#### Work request
Show each line in the rows below that contains the word "negative".

#### Supplied material

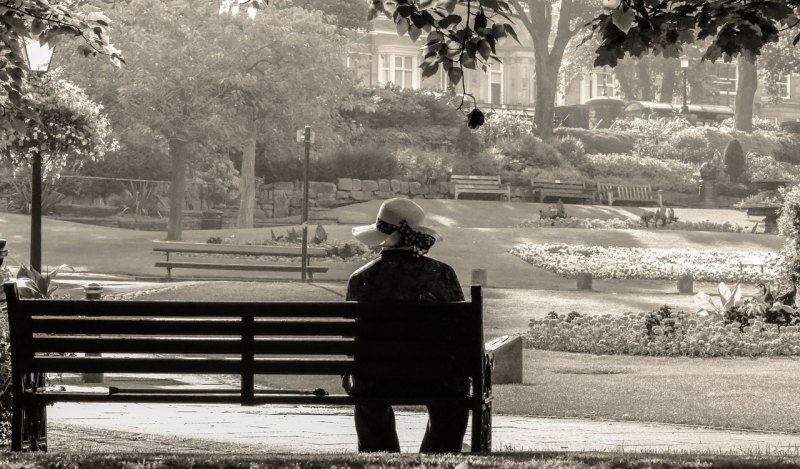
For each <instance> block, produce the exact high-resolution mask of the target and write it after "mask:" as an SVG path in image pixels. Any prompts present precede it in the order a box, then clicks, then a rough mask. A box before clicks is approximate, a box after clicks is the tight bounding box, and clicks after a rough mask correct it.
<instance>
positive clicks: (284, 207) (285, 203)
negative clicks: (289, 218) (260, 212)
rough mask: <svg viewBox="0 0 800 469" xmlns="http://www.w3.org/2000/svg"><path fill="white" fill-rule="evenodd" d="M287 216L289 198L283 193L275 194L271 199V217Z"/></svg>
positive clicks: (288, 211)
mask: <svg viewBox="0 0 800 469" xmlns="http://www.w3.org/2000/svg"><path fill="white" fill-rule="evenodd" d="M288 216H289V198H288V197H286V196H285V195H276V196H275V198H274V199H272V217H273V218H283V217H288Z"/></svg>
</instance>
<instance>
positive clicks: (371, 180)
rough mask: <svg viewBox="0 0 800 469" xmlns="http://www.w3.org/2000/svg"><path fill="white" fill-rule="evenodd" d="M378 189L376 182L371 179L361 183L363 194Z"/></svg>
mask: <svg viewBox="0 0 800 469" xmlns="http://www.w3.org/2000/svg"><path fill="white" fill-rule="evenodd" d="M378 188H379V186H378V182H377V181H373V180H371V179H364V180H363V181H361V190H362V191H364V192H375V191H377V190H378Z"/></svg>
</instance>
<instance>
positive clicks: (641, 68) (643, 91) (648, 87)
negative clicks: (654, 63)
mask: <svg viewBox="0 0 800 469" xmlns="http://www.w3.org/2000/svg"><path fill="white" fill-rule="evenodd" d="M636 78H637V79H638V81H639V89H640V90H641V97H640V98H639V99H641V100H642V101H655V100H656V93H655V90H653V77H652V75H651V74H650V70H649V69H648V68H647V64H646V63H645V61H644V60H639V61H637V62H636Z"/></svg>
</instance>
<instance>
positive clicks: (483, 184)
mask: <svg viewBox="0 0 800 469" xmlns="http://www.w3.org/2000/svg"><path fill="white" fill-rule="evenodd" d="M450 182H451V183H453V191H454V192H455V193H454V195H453V198H454V199H456V200H458V196H459V195H461V194H500V195H504V196H506V200H508V201H509V202H510V201H511V186H510V185H509V184H505V185H504V184H502V183H501V182H500V176H461V175H458V174H453V175H451V176H450Z"/></svg>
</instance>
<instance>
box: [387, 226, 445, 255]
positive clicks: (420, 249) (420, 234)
mask: <svg viewBox="0 0 800 469" xmlns="http://www.w3.org/2000/svg"><path fill="white" fill-rule="evenodd" d="M375 226H376V227H377V228H378V231H380V232H381V233H384V234H387V235H390V234H393V233H394V232H396V231H397V232H399V233H400V236H402V237H403V244H402V245H403V246H408V247H410V248H411V249H412V250H413V251H414V257H422V256H424V255H425V254H427V252H428V250H429V249H430V248H431V246H433V243H435V242H436V238H434V237H433V236H431V235H429V234H425V233H420V232H418V231H414V229H413V228H411V226H410V225H409V224H408V222H407V221H405V220H402V221H401V222H400V226H398V225H392V224H391V223H387V222H385V221H383V220H381V219H380V218H379V219H378V221H377V222H376V224H375Z"/></svg>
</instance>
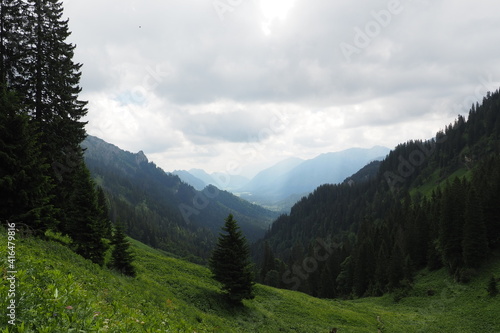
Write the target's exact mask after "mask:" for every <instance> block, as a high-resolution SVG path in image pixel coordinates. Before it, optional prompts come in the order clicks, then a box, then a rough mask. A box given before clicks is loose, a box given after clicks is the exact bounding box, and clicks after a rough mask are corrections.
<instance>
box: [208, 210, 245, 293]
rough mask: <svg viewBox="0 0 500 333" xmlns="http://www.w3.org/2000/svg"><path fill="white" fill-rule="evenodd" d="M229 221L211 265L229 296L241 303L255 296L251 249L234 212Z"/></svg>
mask: <svg viewBox="0 0 500 333" xmlns="http://www.w3.org/2000/svg"><path fill="white" fill-rule="evenodd" d="M225 221H226V222H225V225H224V227H222V230H223V231H224V233H221V234H220V236H219V239H218V241H217V245H216V247H215V249H214V251H213V253H212V256H211V258H210V260H209V266H210V269H211V271H212V273H213V277H214V279H215V280H217V281H218V282H220V283H221V284H222V291H223V292H224V293H226V295H227V296H228V298H229V300H230V301H232V302H235V303H241V301H242V300H243V299H252V298H254V294H253V285H254V282H253V272H252V264H251V262H250V249H249V247H248V244H247V241H246V239H245V237H244V236H243V234H242V233H241V231H240V228H239V226H238V223H237V222H236V220H235V219H234V218H233V215H232V214H229V216H228V217H227V218H226V220H225Z"/></svg>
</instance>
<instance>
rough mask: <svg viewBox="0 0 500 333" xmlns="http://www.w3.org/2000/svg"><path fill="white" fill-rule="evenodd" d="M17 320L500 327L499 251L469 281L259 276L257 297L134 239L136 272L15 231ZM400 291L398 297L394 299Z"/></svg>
mask: <svg viewBox="0 0 500 333" xmlns="http://www.w3.org/2000/svg"><path fill="white" fill-rule="evenodd" d="M15 242H16V249H15V252H16V254H15V257H16V262H15V266H16V267H15V268H16V271H17V273H16V274H15V275H14V276H15V278H16V289H15V294H16V295H15V300H16V309H15V311H16V313H15V314H16V319H15V325H11V324H9V323H8V321H9V320H11V319H10V318H9V317H7V316H6V315H2V317H1V319H0V332H2V333H7V332H47V333H49V332H50V333H53V332H65V333H66V332H304V333H306V332H311V333H313V332H314V333H321V332H325V333H328V332H330V330H331V329H333V328H337V329H338V332H500V295H499V296H497V297H490V296H488V293H487V291H486V287H487V283H488V280H489V279H490V278H491V276H492V275H494V276H495V277H497V278H499V277H500V256H496V257H495V258H494V259H492V260H491V261H490V262H489V263H488V264H487V265H486V267H484V269H483V270H482V271H481V274H477V276H475V277H473V278H472V280H471V282H470V283H469V284H457V283H455V282H453V280H452V279H451V278H450V277H449V276H448V275H447V273H446V272H445V271H444V270H439V271H436V272H428V271H425V270H424V271H421V272H419V273H418V274H417V277H416V279H415V282H414V284H413V288H412V290H410V291H409V292H407V293H405V294H404V295H399V294H398V295H394V294H388V295H385V296H383V297H378V298H361V299H355V300H323V299H317V298H314V297H311V296H308V295H305V294H303V293H298V292H294V291H288V290H280V289H275V288H271V287H267V286H262V285H256V297H255V299H253V300H246V301H244V306H242V307H234V306H232V305H229V304H227V303H226V302H225V300H224V298H223V297H222V296H221V295H220V293H219V285H218V284H217V283H216V282H214V281H213V280H212V279H211V277H210V272H209V270H208V269H207V268H205V267H202V266H198V265H195V264H192V263H188V262H185V261H183V260H180V259H176V258H173V257H172V256H169V255H168V254H166V253H163V252H160V251H157V250H154V249H151V248H149V247H147V246H146V245H144V244H142V243H140V242H137V241H134V240H131V243H132V244H133V246H132V249H133V252H134V255H135V257H136V261H135V266H136V267H137V272H138V275H137V277H136V278H129V277H124V276H121V275H120V274H118V273H116V272H113V271H110V270H108V269H106V268H102V267H100V266H98V265H95V264H93V263H91V262H90V261H88V260H85V259H83V258H81V257H80V256H78V255H76V254H74V253H73V252H71V251H70V250H68V248H67V247H65V246H63V245H61V244H59V243H58V242H54V241H42V240H39V239H32V238H25V239H16V241H15ZM7 257H8V254H7V236H6V231H5V230H2V231H1V236H0V263H1V267H2V276H3V278H2V284H1V285H0V291H1V292H0V295H1V304H0V306H1V308H2V313H5V314H6V313H7V306H8V304H9V303H8V302H9V297H8V294H9V285H10V282H9V280H7V277H8V276H10V275H9V274H8V273H7V272H8V270H9V269H8V262H7ZM396 300H397V302H396Z"/></svg>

#### Output below
negative clicks: (289, 218) (260, 212)
negative clicks: (654, 63)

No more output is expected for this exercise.